> _TRECHO EXTRAÍDO_
• • • •

A
solenidade do Nascimento de São João Batista dá azo a reflexão na linha do
enunciado vertido em epígrafe. Com efeito, no hino de Vésperas, dirigindo-nos
ao Santo, rezamos:
“Um mensageiro vindo das alturas / Vosso nome bendito anunciou, /
Profetizando o vosso ministério / Precursor”.
O Evangelho da Missa da Vigília (repare-se que esta é das poucas solenidades com textos
próprios para a Missa da Vigília – as outras são: a do Natal, a da Páscoa, a do
Pentecostes, a de São Pedro e São Paulo e a da Assunção de Nossa Senhora), tomado de
Lucas, no atinente ao anúncio do nascimento de João (Lc 1,5-17), refere que o anjo Gabriel apareceu ao sacerdote Zacarias
já de avançada idade, que oficiava no Templo, a predizer-lhe que Isabel, sua
esposa, estéril e de idade avançada (eram
um casal justo e cumpridor irrepreensível de todos os mandamentos e leis
do Senhor) iria conceber e dar à luz um filho, ao qual ele poria o nome de João.

• • • •

Entradas de anotação com caixas delimitadoras

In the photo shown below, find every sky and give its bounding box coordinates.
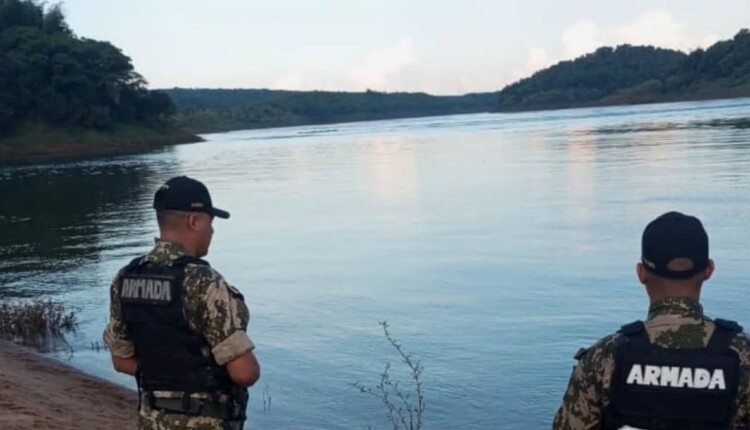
[62,0,750,95]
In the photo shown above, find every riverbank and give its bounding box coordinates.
[0,126,203,164]
[0,341,137,430]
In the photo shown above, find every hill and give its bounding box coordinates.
[498,29,750,111]
[164,88,497,133]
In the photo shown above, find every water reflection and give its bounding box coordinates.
[361,137,419,203]
[0,156,179,297]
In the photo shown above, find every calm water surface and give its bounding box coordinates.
[0,99,750,430]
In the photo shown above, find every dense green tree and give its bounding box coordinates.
[0,0,175,134]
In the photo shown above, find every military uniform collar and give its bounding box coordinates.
[149,237,188,261]
[648,298,703,320]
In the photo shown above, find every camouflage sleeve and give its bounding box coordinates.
[732,333,750,429]
[185,265,255,365]
[552,336,614,430]
[102,272,135,358]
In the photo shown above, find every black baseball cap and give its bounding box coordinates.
[641,212,709,279]
[154,176,229,219]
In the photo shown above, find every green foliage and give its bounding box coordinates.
[499,30,750,110]
[0,0,175,137]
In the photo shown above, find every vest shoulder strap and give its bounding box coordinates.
[620,320,651,348]
[124,255,143,272]
[708,318,742,350]
[172,255,211,267]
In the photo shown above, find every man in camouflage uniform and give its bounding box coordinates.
[552,212,750,430]
[103,176,260,430]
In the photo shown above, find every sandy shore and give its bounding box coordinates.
[0,341,137,430]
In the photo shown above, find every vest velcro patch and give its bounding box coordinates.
[626,363,727,391]
[120,275,176,306]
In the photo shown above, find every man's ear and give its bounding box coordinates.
[187,212,200,231]
[703,259,716,281]
[635,263,648,285]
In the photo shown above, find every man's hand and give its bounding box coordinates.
[226,351,260,387]
[112,355,138,375]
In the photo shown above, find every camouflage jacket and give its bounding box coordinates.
[552,299,750,430]
[103,239,255,430]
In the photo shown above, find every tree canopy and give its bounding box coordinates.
[0,0,175,135]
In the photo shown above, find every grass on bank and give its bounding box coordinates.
[0,300,78,349]
[352,321,426,430]
[0,124,203,160]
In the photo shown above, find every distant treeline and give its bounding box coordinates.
[0,0,185,145]
[165,88,497,132]
[165,30,750,132]
[499,29,750,110]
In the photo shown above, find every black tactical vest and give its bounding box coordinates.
[602,320,742,430]
[120,256,238,396]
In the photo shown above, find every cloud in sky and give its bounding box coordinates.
[514,10,719,84]
[272,37,417,91]
[350,37,417,89]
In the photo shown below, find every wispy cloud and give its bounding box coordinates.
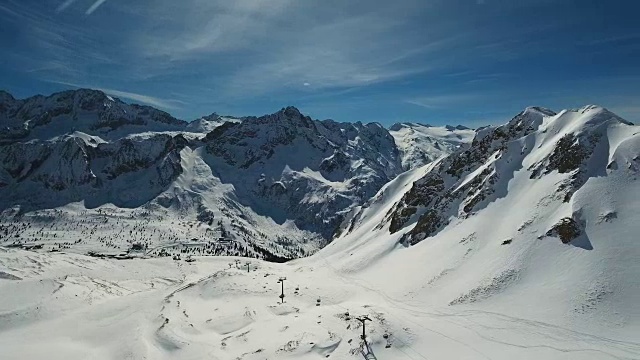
[404,94,481,109]
[56,0,76,12]
[50,80,187,110]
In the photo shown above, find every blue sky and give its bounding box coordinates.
[0,0,640,126]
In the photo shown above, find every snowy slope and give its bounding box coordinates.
[0,90,402,261]
[314,106,640,344]
[0,89,187,144]
[0,102,640,360]
[185,113,242,133]
[389,123,475,170]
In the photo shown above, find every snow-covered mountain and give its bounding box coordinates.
[0,95,640,360]
[330,106,640,337]
[185,113,242,133]
[389,123,475,170]
[0,90,428,259]
[0,89,187,143]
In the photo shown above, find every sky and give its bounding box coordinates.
[0,0,640,127]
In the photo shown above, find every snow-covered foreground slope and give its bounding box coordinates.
[389,123,476,170]
[0,248,640,360]
[305,106,640,352]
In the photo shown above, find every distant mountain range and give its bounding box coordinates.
[0,89,473,258]
[0,89,638,268]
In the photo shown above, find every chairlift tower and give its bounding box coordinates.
[278,277,287,303]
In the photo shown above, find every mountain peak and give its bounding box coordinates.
[522,106,556,116]
[280,106,303,118]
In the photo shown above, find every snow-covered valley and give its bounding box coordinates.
[0,92,640,360]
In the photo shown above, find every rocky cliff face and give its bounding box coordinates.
[0,89,187,143]
[380,106,628,244]
[0,90,464,259]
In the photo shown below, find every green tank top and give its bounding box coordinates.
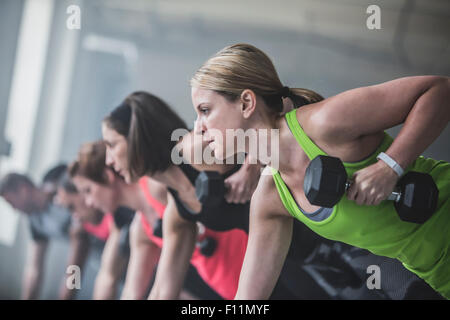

• • • •

> _SEU OBJETIVO_
Redigite na íntegra, sem nenhuma alteração, o texto sobre o nascimento de São João Batista. A listagem não tem relação com o texto sobre o nascimento de São João Batista.

> _RESPOSTA ESCRITA_
A
solenidade do Nascimento de São João Batista dá azo a reflexão na linha do
enunciado vertido em epígrafe. Com efeito, no hino de Vésperas, dirigindo-nos
ao Santo, rezamos:
“Um mensageiro vindo das alturas / Vosso nome bendito anunciou, /
Profetizando o vosso ministério / Precursor”.
O Evangelho da Missa da Vigília (repare-se que esta é das poucas solenidades com textos
próprios para a Missa da Vigília – as outras são: a do Natal, a da Páscoa, a do
Pentecostes, a de São Pedro e São Paulo e a da Assunção de Nossa Senhora), tomado de
Lucas, no atinente ao anúncio do nascimento de João (Lc 1,5-17), refere que o anjo Gabriel apareceu ao sacerdote Zacarias
já de avançada idade, que oficiava no Templo, a predizer-lhe que Isabel, sua
esposa, estéril e de idade avançada (eram
um casal justo e cumpridor irrepreensível de todos os mandamentos e leis
do Senhor) iria conceber e dar à luz um filho, ao qual ele poria o nome de João.